## The problem
Give the data lines below as a numbered list, skipping blank lines and leaving out the pictures.

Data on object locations
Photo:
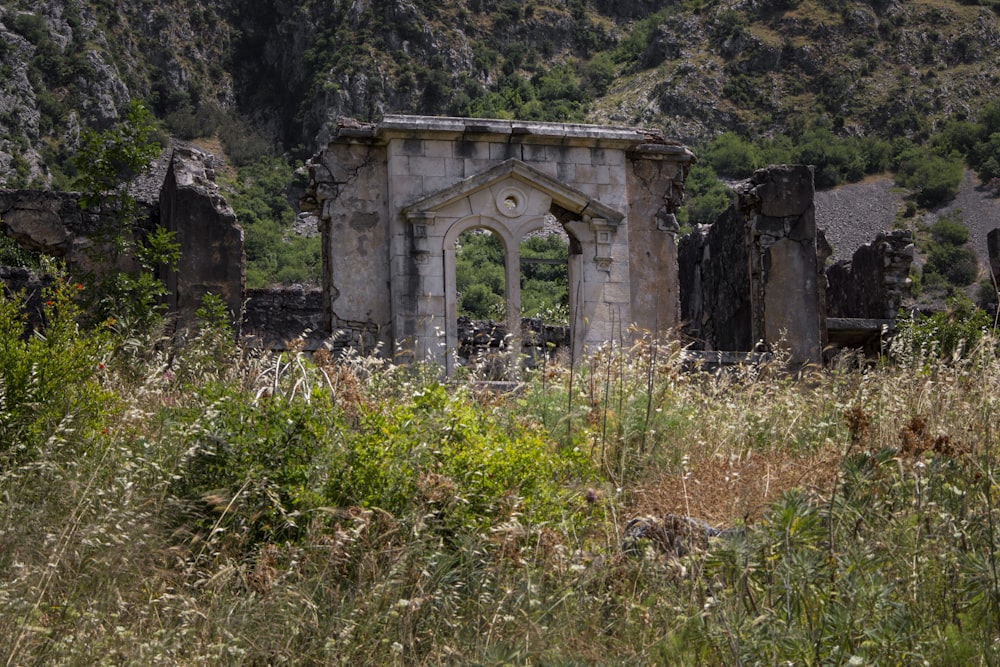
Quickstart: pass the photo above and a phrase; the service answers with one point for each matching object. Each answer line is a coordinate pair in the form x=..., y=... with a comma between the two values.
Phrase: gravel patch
x=980, y=211
x=853, y=214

## Answer to this task
1. Photo:
2. Quickstart: pass the photo above and a phrase; the service answers with one point for each matching object. Each answer line is a coordinate pair in the form x=..., y=... with a comma between the two values.
3. Phrase: gravel patch
4. x=980, y=211
5. x=853, y=214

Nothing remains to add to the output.